→ TASK DIRECTIONS:
In the lines below, from the one containing "For the pointing benchmark, tag the silver" through the last line, inclusive, switch "white flower" to "white blossom" and return only those lines with nothing else altered.
━━ DATA ENTRIES ━━
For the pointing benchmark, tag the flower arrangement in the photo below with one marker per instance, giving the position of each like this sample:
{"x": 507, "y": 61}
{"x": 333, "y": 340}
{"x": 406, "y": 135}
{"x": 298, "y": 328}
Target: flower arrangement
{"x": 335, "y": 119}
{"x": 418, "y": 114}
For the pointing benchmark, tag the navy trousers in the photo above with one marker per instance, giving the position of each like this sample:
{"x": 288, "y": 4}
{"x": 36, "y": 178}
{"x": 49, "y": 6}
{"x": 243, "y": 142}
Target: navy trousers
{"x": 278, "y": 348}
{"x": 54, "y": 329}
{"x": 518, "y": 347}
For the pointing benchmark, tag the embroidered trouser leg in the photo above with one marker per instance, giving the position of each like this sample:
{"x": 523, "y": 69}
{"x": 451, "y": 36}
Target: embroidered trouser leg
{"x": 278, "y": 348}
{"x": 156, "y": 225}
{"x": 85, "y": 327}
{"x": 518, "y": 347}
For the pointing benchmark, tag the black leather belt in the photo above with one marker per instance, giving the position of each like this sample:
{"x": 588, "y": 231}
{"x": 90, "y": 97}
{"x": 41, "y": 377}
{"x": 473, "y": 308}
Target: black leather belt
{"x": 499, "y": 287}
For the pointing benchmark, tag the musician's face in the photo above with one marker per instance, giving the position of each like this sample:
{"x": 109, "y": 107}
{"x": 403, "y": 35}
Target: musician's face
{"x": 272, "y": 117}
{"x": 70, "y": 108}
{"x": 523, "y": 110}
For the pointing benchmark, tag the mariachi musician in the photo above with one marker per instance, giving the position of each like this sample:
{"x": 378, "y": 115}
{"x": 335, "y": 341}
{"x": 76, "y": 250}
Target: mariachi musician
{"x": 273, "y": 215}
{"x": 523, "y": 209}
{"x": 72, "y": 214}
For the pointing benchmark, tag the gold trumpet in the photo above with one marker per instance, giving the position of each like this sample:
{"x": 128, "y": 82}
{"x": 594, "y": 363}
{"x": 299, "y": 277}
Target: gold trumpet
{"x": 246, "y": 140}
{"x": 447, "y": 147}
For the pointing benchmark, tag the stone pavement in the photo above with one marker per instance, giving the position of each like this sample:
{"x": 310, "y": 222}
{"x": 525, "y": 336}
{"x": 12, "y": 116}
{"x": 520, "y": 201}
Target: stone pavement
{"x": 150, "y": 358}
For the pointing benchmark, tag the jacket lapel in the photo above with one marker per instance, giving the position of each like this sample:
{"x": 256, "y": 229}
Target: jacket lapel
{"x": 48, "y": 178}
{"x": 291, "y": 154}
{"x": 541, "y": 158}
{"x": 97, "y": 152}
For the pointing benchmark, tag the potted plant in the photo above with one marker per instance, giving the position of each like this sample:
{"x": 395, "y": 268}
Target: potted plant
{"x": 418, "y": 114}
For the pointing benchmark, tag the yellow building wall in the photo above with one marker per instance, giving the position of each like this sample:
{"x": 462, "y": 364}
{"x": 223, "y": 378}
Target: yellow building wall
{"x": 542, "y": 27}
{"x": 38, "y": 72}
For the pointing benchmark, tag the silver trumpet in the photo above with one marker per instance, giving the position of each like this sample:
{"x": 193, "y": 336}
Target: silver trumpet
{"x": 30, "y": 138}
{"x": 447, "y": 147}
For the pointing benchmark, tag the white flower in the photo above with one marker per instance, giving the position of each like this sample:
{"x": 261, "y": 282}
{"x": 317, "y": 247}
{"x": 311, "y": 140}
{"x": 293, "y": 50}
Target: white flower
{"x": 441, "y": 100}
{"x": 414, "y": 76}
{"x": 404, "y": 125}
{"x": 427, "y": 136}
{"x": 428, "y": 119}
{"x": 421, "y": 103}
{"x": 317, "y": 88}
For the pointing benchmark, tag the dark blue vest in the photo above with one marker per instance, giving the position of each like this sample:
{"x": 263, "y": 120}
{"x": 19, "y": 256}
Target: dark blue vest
━━━
→ TASK OUTPUT:
For the pointing benchmark, tag the silver trumpet in the photo above with one marker per instance, giving the position of each like this sample:
{"x": 193, "y": 336}
Target: silver trumpet
{"x": 30, "y": 138}
{"x": 447, "y": 147}
For the pointing benchmark, tag the white blossom in the photo above with one marker per instance, giving the position of each like this sample:
{"x": 261, "y": 282}
{"x": 317, "y": 247}
{"x": 311, "y": 140}
{"x": 293, "y": 50}
Target: white blossom
{"x": 441, "y": 100}
{"x": 414, "y": 76}
{"x": 404, "y": 125}
{"x": 427, "y": 136}
{"x": 428, "y": 119}
{"x": 421, "y": 103}
{"x": 317, "y": 88}
For the pointing benchmark, tag the dark blue vest in the photo above with one marker per instance, giving the position of each like this sample:
{"x": 263, "y": 120}
{"x": 19, "y": 256}
Target: dark blue vest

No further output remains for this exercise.